• PROVIDED TEXT:
In September 1975, it was announced Peter Ustinov would play "the last man alive in Washington, D.C." in the film. Farrah Fawcett has a small role, but her rising celebrity in television earned her a prominent credit (as Farrah Fawcett-Majors).

Filming
Special effects artists L. B. Abbott and Glen Robinson regarded Carrousel as the most difficult part of the film to portray, requiring hidden wires to depict the levitation. For the scene in which  Logan is interrogated by the Deep Sleep central computer, it was decided that genuine holograms would be most convincing, with Saul David advocating a new hologram effect be created. The robot character Box was portrayed by placing actor Roscoe Lee Browne in a robot costume.

 The filmmakers also made use of wide-angle lenses not generally available. It became the first film to use Dolby Stereo on 70 mm prints. Nine entire sound stages were used at MGM in Culver City, California, hosting a miniature city among the largest of its kind built to date.

Producers saved $3 million by finding readily available locations in numerous Dallas buildings, including the Apparel Mart at Dallas Market Center (The Great Hall), Oz Restaurant and Nightclub (The Love Shop) and Pegasus Place (Sandman headquarters), the Fort Worth Water Gardens, and the Hyatt Regency Hotel in Houston. The Sewage Disposal Plant in El Segundo, California was used for the underground escape sequences.

Post-production
Post-production took eight months, including completion of the score. The score was composed and conducted by Jerry Goldsmith, with orchestrations by Arthur Morton. The score "adheres to two distinct sound palettes: strings, keyboards and abstract electronics only for cues inside the City and full orchestra for outside". The first release of portions of the score was on MGM Records on LP, in 1976. The complete expanded and newly remixed score was issued on CD in January 2002 by Film Score Monthly.

• REQUIRED TASK:
Reproduce the passage about the film's production, beginning at the words that include "The filmmakers also" and stopping after "built to date.", and swap "wide-angle lenses" for "wide-angle optics".

• DATA LISTING:
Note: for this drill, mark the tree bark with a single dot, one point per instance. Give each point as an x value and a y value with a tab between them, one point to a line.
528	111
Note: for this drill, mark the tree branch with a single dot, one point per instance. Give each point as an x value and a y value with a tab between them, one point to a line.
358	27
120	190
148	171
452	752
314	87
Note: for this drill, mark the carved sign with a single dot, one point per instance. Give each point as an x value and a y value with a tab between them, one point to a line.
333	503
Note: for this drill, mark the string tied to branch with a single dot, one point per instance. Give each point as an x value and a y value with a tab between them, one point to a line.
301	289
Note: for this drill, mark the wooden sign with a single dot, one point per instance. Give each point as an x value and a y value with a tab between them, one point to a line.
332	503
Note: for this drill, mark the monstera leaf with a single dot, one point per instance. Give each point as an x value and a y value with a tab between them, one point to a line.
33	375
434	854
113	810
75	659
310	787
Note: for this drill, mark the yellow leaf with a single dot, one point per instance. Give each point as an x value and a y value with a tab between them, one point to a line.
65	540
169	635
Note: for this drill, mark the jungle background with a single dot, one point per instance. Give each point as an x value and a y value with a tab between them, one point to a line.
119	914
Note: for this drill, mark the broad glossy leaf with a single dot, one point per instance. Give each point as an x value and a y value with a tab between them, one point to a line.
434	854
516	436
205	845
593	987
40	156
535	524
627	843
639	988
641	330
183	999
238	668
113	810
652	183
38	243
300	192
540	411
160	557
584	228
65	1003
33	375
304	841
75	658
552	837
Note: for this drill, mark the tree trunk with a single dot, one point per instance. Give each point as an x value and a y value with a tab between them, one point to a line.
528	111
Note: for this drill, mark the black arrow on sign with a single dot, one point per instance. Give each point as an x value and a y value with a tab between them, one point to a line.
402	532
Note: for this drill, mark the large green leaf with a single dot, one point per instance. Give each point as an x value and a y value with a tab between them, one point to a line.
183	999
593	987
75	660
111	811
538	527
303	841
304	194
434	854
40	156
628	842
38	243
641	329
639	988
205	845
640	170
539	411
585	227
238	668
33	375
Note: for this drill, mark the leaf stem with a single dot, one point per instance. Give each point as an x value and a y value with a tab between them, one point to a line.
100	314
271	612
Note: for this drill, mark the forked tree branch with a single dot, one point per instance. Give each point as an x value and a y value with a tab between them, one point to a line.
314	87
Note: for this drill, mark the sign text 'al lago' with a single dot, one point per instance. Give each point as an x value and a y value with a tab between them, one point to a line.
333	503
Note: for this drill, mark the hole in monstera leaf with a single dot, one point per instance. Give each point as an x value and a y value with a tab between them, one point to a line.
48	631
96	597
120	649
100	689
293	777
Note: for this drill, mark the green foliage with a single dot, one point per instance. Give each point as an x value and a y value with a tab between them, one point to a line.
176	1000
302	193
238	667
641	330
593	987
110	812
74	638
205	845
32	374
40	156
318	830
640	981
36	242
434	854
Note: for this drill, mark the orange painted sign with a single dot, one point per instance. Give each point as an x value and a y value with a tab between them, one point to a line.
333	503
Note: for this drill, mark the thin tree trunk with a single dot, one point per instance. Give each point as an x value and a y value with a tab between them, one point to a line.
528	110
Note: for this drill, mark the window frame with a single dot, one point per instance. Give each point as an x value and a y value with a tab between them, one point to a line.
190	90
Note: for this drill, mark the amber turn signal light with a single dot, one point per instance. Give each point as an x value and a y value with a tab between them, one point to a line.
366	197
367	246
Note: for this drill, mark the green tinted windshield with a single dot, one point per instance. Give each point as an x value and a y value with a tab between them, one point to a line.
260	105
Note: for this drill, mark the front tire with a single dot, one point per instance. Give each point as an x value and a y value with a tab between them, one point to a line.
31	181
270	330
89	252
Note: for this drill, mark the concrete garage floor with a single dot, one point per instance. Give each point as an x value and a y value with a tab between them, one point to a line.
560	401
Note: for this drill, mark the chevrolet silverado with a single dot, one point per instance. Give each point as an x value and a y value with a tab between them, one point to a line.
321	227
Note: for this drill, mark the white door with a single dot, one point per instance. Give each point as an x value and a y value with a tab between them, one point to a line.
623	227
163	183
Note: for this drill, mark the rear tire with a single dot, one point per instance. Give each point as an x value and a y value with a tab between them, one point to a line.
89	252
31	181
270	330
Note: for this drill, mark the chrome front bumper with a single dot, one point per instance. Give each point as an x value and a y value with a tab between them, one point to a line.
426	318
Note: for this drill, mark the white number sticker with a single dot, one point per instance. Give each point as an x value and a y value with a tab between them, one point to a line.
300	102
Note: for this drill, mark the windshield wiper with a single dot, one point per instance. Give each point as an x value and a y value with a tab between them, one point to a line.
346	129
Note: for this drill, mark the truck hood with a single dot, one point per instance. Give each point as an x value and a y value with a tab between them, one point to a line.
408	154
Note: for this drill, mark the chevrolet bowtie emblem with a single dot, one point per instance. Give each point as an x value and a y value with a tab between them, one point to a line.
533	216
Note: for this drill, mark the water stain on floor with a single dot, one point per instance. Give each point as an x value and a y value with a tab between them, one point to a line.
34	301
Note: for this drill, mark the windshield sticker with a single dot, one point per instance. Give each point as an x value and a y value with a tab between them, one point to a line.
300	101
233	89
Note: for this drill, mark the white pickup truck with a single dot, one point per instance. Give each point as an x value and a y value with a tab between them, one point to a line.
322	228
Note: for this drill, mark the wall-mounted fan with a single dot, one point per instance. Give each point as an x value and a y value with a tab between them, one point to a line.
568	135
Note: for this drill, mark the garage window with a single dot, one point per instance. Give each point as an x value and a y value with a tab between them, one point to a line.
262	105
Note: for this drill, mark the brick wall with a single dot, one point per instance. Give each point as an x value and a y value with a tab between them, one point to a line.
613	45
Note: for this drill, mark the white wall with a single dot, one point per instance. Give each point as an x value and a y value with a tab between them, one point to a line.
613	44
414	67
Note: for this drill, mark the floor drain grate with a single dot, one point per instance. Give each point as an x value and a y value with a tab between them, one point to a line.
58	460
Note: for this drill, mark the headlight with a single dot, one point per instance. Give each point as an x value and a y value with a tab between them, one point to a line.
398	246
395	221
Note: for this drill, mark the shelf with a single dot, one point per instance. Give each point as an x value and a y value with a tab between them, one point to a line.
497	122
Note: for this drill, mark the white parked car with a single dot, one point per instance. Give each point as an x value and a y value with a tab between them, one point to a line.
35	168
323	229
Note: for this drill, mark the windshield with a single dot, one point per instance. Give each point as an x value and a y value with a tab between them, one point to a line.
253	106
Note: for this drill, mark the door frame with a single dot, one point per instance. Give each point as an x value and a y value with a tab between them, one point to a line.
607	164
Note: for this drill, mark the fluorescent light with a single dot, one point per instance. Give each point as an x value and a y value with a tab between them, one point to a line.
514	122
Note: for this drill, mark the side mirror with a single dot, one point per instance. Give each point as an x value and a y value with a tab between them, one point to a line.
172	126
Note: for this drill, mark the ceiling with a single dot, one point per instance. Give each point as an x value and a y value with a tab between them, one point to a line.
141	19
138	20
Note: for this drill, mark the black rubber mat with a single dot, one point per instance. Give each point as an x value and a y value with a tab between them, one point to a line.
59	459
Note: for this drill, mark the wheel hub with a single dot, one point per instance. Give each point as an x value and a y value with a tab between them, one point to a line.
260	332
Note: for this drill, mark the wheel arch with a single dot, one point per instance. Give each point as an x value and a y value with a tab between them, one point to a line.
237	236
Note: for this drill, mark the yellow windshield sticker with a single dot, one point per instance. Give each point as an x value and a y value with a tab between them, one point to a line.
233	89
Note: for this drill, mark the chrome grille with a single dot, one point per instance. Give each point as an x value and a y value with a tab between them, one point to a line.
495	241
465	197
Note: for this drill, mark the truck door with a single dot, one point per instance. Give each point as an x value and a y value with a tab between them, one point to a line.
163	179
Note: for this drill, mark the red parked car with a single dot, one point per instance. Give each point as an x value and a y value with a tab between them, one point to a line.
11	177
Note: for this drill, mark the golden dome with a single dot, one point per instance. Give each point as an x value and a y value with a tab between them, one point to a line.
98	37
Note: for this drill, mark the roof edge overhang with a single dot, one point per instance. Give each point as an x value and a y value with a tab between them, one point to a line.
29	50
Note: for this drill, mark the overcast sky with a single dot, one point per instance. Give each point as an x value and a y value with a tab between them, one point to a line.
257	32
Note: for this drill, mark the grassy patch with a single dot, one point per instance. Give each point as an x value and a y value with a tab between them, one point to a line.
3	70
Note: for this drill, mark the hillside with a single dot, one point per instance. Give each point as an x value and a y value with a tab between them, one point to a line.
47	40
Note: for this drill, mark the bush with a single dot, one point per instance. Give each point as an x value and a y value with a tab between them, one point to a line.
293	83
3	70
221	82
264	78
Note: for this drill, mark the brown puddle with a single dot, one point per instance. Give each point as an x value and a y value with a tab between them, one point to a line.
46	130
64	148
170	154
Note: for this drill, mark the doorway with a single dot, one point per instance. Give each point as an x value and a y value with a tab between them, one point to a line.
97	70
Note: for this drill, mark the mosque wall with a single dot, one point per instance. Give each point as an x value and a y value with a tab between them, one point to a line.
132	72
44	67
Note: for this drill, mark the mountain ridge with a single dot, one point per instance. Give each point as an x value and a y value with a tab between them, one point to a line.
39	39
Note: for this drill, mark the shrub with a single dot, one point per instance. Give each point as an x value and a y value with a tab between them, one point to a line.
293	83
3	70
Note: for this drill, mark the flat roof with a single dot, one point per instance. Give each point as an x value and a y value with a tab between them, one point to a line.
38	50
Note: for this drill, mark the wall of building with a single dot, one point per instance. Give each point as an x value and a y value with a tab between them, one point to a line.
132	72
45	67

• RESPONSE TO THIS TASK:
The filmmakers also made use of wide-angle optics not generally available. It became the first film to use Dolby Stereo on 70 mm prints. Nine entire sound stages were used at MGM in Culver City, California, hosting a miniature city among the largest of its kind built to date.